**** PAGE EXCERPT
# HW1, COMS 4995_005, Deep Learning

## Max Possible Score 120 Points  (100 + 20 Extra Credits)
----

# Part1: (Basic Neural Nework) (70 Points)

### Part 1.1:

- Divide the training data into 80% training set and 20% validation set. 
- Implement the functions in the ipython notebook so that you can train your network. 
- Your code should take network structure, training data, hyperparameters and generate validation set accuracy.
- Use Relu activation for intermediate layers and use cross entropy loss after taking softmax on the output of the final layer.

If you get all the things mentioned above working - **60 Points**

### Part 1.2:

Test your model accuracy on test set. If it is more than **47%**, you will get an additional score of **10 points**

# Part 2: (Regularization) (30 Points)

### Part 2.1 (15 Points) :

Modify code to add L2 regularization. Report the validation accuracy.
********
GIVEN INSTRUCTION A
Can you reproduce, word for word, the section of the deep learning homework that opens with the words containing "## Max Possible" and closes with "the final layer."?
GIVEN INSTRUCTION B
What would come next in the deep learning homework assignment if you continued it from its last sentence?
**** GIVEN DATA
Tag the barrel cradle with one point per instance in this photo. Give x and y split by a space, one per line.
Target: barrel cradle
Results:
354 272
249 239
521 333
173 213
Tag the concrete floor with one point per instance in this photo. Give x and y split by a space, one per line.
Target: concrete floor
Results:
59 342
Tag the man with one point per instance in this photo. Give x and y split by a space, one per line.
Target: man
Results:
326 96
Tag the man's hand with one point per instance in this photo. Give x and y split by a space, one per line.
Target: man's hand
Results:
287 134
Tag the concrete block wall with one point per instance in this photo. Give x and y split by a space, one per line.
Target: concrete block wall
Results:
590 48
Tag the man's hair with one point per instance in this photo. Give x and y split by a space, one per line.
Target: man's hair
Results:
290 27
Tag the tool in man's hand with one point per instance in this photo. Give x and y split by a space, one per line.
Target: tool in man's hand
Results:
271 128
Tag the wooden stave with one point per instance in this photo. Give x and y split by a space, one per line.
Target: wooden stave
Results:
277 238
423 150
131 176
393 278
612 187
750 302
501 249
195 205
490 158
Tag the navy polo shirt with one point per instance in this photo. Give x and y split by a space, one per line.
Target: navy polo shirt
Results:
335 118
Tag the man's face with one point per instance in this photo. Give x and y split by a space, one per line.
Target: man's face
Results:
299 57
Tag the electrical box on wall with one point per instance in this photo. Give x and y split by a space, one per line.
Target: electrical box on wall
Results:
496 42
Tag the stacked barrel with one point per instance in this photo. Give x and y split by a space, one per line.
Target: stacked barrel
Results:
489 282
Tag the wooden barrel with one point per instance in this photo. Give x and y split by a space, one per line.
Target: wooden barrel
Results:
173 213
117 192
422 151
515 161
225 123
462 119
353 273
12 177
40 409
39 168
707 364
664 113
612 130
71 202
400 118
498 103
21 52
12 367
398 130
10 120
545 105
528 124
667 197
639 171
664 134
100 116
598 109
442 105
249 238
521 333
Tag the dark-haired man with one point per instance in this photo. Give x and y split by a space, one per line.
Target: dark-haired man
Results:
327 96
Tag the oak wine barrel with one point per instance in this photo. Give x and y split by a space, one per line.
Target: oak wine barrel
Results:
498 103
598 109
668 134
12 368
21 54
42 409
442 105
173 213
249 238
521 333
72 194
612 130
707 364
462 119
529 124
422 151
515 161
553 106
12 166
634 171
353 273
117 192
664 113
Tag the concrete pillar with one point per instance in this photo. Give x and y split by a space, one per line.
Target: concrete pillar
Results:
********
RESPONSE A
## Max Possible Score 120 Points  (100 + 20 Extra Credits)
----

# Part1: (Basic Neural Nework) (70 Points)

### Part 1.1:

- Divide the training data into 80% training set and 20% validation set. 
- Implement the functions in the ipython notebook so that you can train your network. 
- Your code should take network structure, training data, hyperparameters and generate validation set accuracy.
- Use Relu activation for intermediate layers and use cross entropy loss after taking softmax on the output of the final layer.

RESPONSE B
You should get a validation and test accuracy of more than the one reported in Part-1

### Part 2.2 (15 Points):

You should get a validation and test accuracy crossing **50%**


# Extra Credit (20 Points)

Show your excitement on deep learning! Top **3 scorers** will get these **20 points**

(Hints) Boost your accuracy by trying out: 
- Dropout Regularization
- Batch Normalization
- Other optimizers like Adam
- Learning Rate Decay
- Data Augmentation 
- Different Initializations for weights like Xaviers etc.


------------

## Code Guidelines:

1. Write your code in **Python 3**.
2. **DONOT** import any other packages.
3. Click **https://www.cs.toronto.edu/~kriz/cifar-10-python.tar.gz** -> download **cifar-10-python.tar.gz** -> extract as **cifar-10-python**
4. Ensure that **this ipython notebook** and **cifar-10-python** folder are in the same folder.


-------------------



## Submission Guidelines:

1. Run this ipython notebook once and submit this file. Ensure that the outputs are printed properly. We will first see the outputs, if there are no outputs, we may not run the notebook at all.
2. Training on the **test data** is considered cheating. If we find any clue of that happening, then we will disqualify the submission and it will be reported accordingly.
3. Each team member needs to separately submit the the file named uni.ipynb on courseworks.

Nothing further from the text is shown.